## SOURCE EXTRACT

By Parth Jain, Abhinay Mannepalli, Raj Parikh, and Jim Samuel

Optical character recognition (OCR) is growing at a projected compounded annual growth rate (CAGR) of 16%, and is expected to have a value of 39.7 billion USD by 2030, as estimated by Straits research. There has been a growing interest in OCR technologies over the past decade. Optical character recognition is the technological process for transforming images of typed, handwritten, scanned, or printed texts into machine-encoded and machine-readable texts (Tappert, et al., 1990). OCR can be used with a broad range of image or scan formats – for example, these could be in the form of a scanned document such as a .pdf file, a picture of a piece of paper in .png or .jpeg format, or images with embedded text, such as characters on a coffee cup, title on the cover page of a book, the license number on vehicular plates, and images of code on websites. OCR has proven to be a valuable technological process for tackling the important challenge of transforming non-machine-readable data into machine readable data. This enables the use of natural language processing and computational methods on information-rich data which were previously largely non-processable. Given the broad array of scanned and image documents in open government data and other open data sources, OCR holds tremendous promise for value generation with open data.

Open data has been defined as “being data that is made freely available for open consumption, at no direct cost to the public, which can be efficiently located, filtered, downloaded, processed, shared, and reused without any significant restrictions on associated derivatives, use, and reuse” (Chidipothu et al., 2022). Large segments of open data contain images, visuals, scans, and other non-machine-readable content. The size and complexity associated with the manual analysis of such content is prohibitive. The most efficient way would be to establish standardized processes for transforming documents into their OCR output versions. Such machine-readable text could then be analyzed using a range of NLP methods. Artificial Intelligence (AI) can be viewed as being a “set of technologies that mimic the functions and expressions of human intelligence, specifically cognition and logic” (Samuel, 2021). OCR was one of the earliest AI technologies implemented. The first ever optical reader to identify handwritten numerals was the advanced reading machine “IBM 1287,” presented at the World Fair in New York in 1965 (Mori, et al., 1990). The value of open data is well established – however, the extent of usefulness of open data is dependent on “accessibility, machine readability, quality” and the degree to which data can be processed by using analytical and NLP methods (data.gov, 2022; John, et al., 2022).

## RECORDED DATA
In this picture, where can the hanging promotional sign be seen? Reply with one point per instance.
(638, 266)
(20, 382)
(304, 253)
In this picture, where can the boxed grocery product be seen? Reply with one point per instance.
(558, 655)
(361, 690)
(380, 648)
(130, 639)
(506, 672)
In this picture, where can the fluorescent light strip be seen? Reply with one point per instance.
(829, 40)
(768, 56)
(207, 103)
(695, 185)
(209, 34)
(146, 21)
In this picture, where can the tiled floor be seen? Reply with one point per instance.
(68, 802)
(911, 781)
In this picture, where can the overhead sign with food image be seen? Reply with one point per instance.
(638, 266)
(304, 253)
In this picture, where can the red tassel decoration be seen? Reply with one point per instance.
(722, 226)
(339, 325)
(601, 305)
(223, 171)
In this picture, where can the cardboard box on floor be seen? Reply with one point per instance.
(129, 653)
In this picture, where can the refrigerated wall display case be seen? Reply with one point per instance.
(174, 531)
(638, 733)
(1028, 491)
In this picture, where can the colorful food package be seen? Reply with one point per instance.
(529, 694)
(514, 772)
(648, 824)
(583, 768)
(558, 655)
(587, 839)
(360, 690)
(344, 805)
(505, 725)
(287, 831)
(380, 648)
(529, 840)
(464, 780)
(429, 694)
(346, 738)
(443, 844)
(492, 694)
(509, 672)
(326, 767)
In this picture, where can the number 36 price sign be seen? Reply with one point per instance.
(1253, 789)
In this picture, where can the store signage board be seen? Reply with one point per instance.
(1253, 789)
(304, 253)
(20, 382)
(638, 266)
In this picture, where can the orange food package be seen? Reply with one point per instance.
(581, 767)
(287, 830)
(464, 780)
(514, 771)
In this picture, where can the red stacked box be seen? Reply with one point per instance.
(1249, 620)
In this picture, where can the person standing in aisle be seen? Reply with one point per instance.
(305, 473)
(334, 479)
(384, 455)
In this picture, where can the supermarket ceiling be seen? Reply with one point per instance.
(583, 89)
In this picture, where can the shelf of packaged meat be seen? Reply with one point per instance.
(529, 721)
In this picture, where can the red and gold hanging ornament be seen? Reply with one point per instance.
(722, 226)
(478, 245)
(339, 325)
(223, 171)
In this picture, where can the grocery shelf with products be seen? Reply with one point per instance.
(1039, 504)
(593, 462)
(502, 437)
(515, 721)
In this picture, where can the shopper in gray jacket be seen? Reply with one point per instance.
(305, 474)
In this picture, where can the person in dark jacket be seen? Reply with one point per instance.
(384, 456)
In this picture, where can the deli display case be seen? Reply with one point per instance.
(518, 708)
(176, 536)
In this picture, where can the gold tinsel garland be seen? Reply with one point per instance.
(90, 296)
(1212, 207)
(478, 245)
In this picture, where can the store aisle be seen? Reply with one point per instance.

## OBJECTIVE
Continue the piece on OCR and open data with the paragraph that would follow its last sentence.

## TASK RESPONSE
OCR can be used to automate and enhance business processes involving data sources which are not ready for direct processing. Organizations can create OCR solutions to address critical problems. For instance, automated OCR can be used to identify document types, digitize handwritten text, and parse through the data to create data visualizations and feed into a GUI dashboard for exploratory review or further empirical analysis. OCR can be aligned with complex organizational / business rules and used for document management and decision support systems. OCR can also be used to develop assistive solutions for customers or employees with vision impairment via OCR and NLP applications that convert written text into audible speech. Other use cases of OCR technology include automated evaluation of test answers, recognition of street signs (e.g., Google Street View uses OCR methods to help its users search for local landmarks), and searching through the content (e.g., Dropbox uses the OCR feature to scan through relevant content) and text extraction from image (e.g., Google lens).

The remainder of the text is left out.